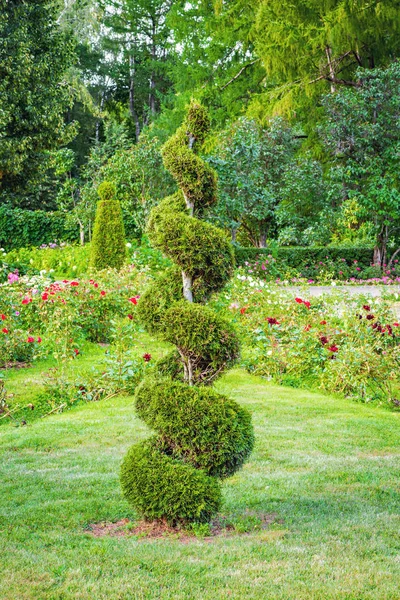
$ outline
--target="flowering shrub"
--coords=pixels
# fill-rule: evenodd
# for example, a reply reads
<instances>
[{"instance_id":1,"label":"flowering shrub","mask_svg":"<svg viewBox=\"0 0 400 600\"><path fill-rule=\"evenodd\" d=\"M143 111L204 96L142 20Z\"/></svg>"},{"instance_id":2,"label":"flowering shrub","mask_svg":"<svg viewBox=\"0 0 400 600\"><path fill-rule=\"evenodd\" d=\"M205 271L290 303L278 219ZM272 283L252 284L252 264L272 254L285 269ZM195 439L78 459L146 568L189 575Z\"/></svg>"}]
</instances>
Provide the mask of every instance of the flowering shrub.
<instances>
[{"instance_id":1,"label":"flowering shrub","mask_svg":"<svg viewBox=\"0 0 400 600\"><path fill-rule=\"evenodd\" d=\"M305 294L295 297L239 274L214 299L240 325L248 370L285 385L400 404L400 326L390 304L343 293Z\"/></svg>"},{"instance_id":2,"label":"flowering shrub","mask_svg":"<svg viewBox=\"0 0 400 600\"><path fill-rule=\"evenodd\" d=\"M350 263L345 258L333 260L326 257L323 261L303 264L297 268L289 266L285 259L274 258L272 254L253 262L246 261L241 268L245 275L258 277L275 283L294 284L330 284L332 281L343 284L400 284L400 264L395 260L389 267L371 264L359 265L357 260Z\"/></svg>"},{"instance_id":3,"label":"flowering shrub","mask_svg":"<svg viewBox=\"0 0 400 600\"><path fill-rule=\"evenodd\" d=\"M145 281L135 268L119 275L105 271L94 280L51 281L46 276L19 277L0 286L0 360L28 361L37 354L52 353L66 359L79 354L83 340L107 342L110 321L132 317L132 299ZM131 301L130 301L131 300ZM34 342L27 342L33 337Z\"/></svg>"}]
</instances>

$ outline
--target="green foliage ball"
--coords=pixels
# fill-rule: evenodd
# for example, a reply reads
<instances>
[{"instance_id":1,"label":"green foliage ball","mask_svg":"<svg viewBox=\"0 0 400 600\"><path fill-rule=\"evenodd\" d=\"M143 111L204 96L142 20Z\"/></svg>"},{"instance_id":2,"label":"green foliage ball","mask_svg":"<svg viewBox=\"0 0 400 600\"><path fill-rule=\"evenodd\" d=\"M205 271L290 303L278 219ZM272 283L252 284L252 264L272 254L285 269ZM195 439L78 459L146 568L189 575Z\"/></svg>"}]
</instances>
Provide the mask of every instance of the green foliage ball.
<instances>
[{"instance_id":1,"label":"green foliage ball","mask_svg":"<svg viewBox=\"0 0 400 600\"><path fill-rule=\"evenodd\" d=\"M233 475L253 449L249 412L211 388L147 379L136 391L136 410L171 456L213 477Z\"/></svg>"},{"instance_id":2,"label":"green foliage ball","mask_svg":"<svg viewBox=\"0 0 400 600\"><path fill-rule=\"evenodd\" d=\"M174 344L182 359L190 359L193 383L210 385L239 356L239 340L232 324L213 310L181 300L162 320L162 337Z\"/></svg>"},{"instance_id":3,"label":"green foliage ball","mask_svg":"<svg viewBox=\"0 0 400 600\"><path fill-rule=\"evenodd\" d=\"M90 266L96 270L121 269L125 261L125 229L121 205L115 199L115 187L104 181L98 188L100 200L90 253Z\"/></svg>"},{"instance_id":4,"label":"green foliage ball","mask_svg":"<svg viewBox=\"0 0 400 600\"><path fill-rule=\"evenodd\" d=\"M128 450L120 480L125 498L148 520L208 521L221 505L217 479L168 456L154 439Z\"/></svg>"}]
</instances>

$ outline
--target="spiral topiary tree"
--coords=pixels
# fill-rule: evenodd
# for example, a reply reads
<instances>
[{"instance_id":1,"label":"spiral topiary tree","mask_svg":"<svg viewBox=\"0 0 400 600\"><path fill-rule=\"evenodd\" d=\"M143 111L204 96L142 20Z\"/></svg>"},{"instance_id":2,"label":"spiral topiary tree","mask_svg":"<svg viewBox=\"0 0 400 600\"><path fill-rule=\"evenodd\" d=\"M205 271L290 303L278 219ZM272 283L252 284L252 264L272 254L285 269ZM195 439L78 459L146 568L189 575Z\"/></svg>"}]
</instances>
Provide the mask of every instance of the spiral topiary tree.
<instances>
[{"instance_id":1,"label":"spiral topiary tree","mask_svg":"<svg viewBox=\"0 0 400 600\"><path fill-rule=\"evenodd\" d=\"M179 185L151 212L151 243L174 263L141 296L147 330L176 346L136 392L136 411L155 435L128 451L121 467L127 500L146 519L206 521L221 505L221 479L249 456L250 414L210 385L238 357L232 325L204 306L233 268L232 248L220 229L200 220L216 202L216 176L198 155L209 129L193 102L183 125L163 148Z\"/></svg>"},{"instance_id":2,"label":"spiral topiary tree","mask_svg":"<svg viewBox=\"0 0 400 600\"><path fill-rule=\"evenodd\" d=\"M103 181L97 189L99 202L93 228L90 266L96 270L121 269L125 261L125 228L115 185Z\"/></svg>"}]
</instances>

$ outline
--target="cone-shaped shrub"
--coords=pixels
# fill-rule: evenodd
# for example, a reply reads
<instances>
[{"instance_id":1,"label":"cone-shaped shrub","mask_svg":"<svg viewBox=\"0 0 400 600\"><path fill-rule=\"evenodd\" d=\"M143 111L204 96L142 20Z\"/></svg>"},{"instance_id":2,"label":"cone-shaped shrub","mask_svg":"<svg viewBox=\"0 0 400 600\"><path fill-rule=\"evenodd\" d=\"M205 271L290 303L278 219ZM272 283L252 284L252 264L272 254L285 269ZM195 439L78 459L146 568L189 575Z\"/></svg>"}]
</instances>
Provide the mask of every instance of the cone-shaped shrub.
<instances>
[{"instance_id":1,"label":"cone-shaped shrub","mask_svg":"<svg viewBox=\"0 0 400 600\"><path fill-rule=\"evenodd\" d=\"M115 197L113 183L104 181L97 190L100 200L97 204L93 228L90 266L96 270L119 270L125 261L125 229L122 210Z\"/></svg>"},{"instance_id":2,"label":"cone-shaped shrub","mask_svg":"<svg viewBox=\"0 0 400 600\"><path fill-rule=\"evenodd\" d=\"M175 265L141 296L137 310L147 330L176 350L136 392L136 411L156 436L133 446L121 469L134 508L171 523L207 520L218 511L221 479L243 465L254 444L249 413L210 388L236 360L239 343L232 325L203 304L233 267L224 232L198 218L216 202L215 173L199 156L208 127L206 111L192 102L163 149L180 191L152 210L148 234Z\"/></svg>"}]
</instances>

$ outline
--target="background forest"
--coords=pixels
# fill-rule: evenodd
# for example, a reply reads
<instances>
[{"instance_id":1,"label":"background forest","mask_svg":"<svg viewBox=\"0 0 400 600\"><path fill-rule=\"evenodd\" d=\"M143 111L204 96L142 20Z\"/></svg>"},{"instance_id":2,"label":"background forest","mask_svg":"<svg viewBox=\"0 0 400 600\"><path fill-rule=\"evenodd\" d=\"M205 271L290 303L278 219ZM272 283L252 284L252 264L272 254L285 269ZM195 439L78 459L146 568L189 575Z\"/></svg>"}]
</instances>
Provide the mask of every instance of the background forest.
<instances>
[{"instance_id":1,"label":"background forest","mask_svg":"<svg viewBox=\"0 0 400 600\"><path fill-rule=\"evenodd\" d=\"M6 250L90 240L105 180L140 240L175 189L160 148L192 97L219 175L207 218L237 244L370 247L380 266L400 245L398 2L0 6Z\"/></svg>"}]
</instances>

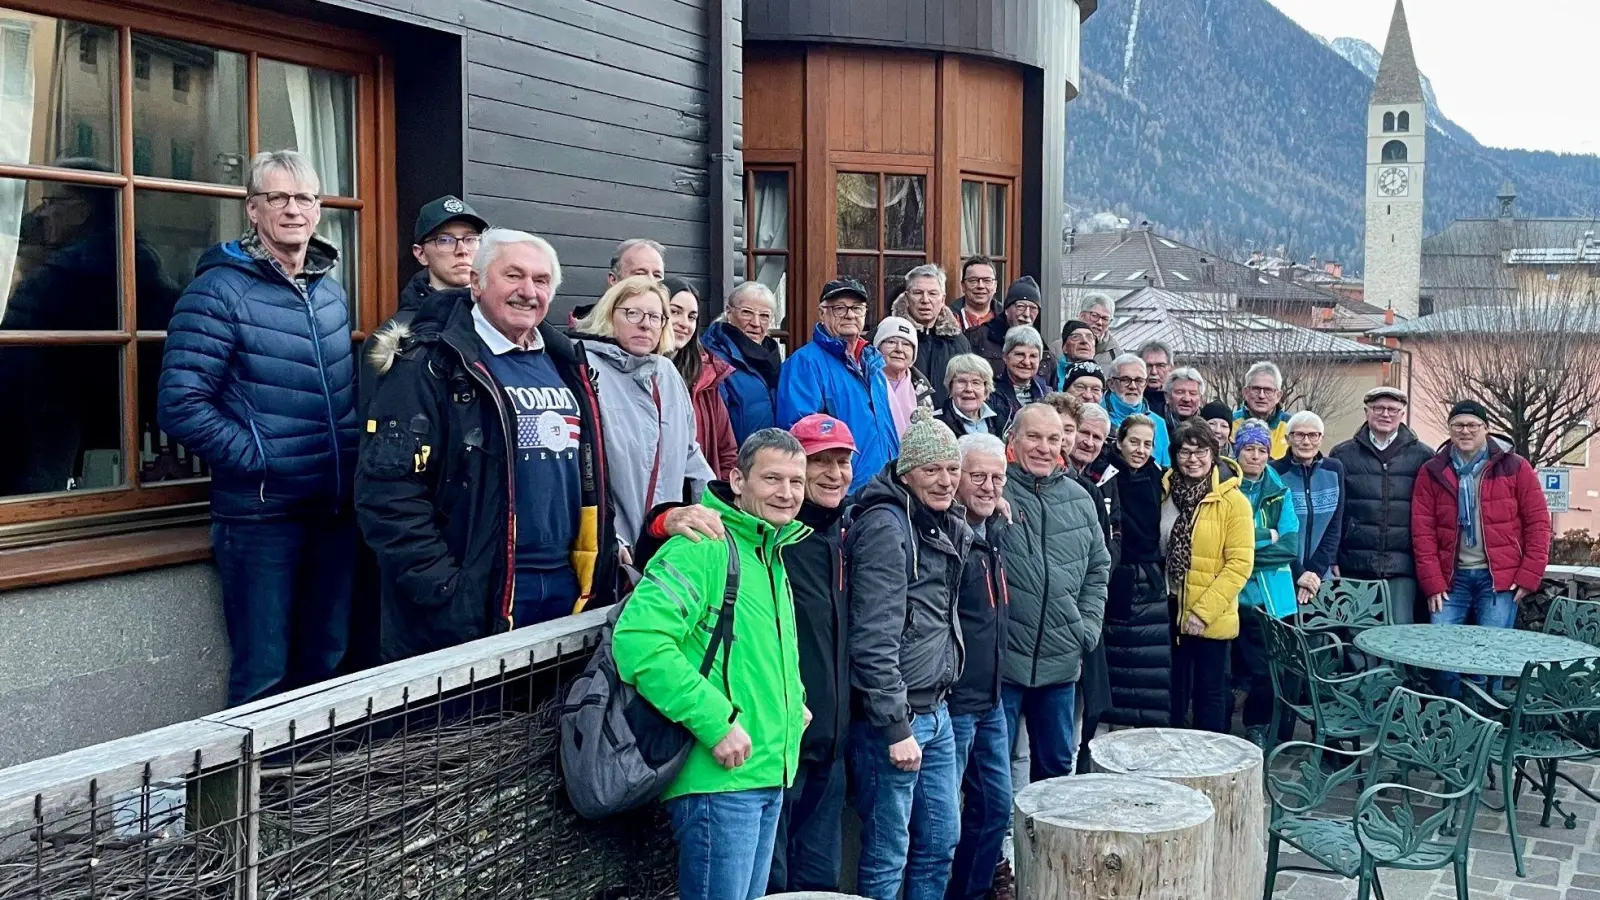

━━━━━━━━━━━━━━━━

Exercise prompt
Nothing but a number is expected: the tally of lines in the records that include the word "target".

Exercise output
5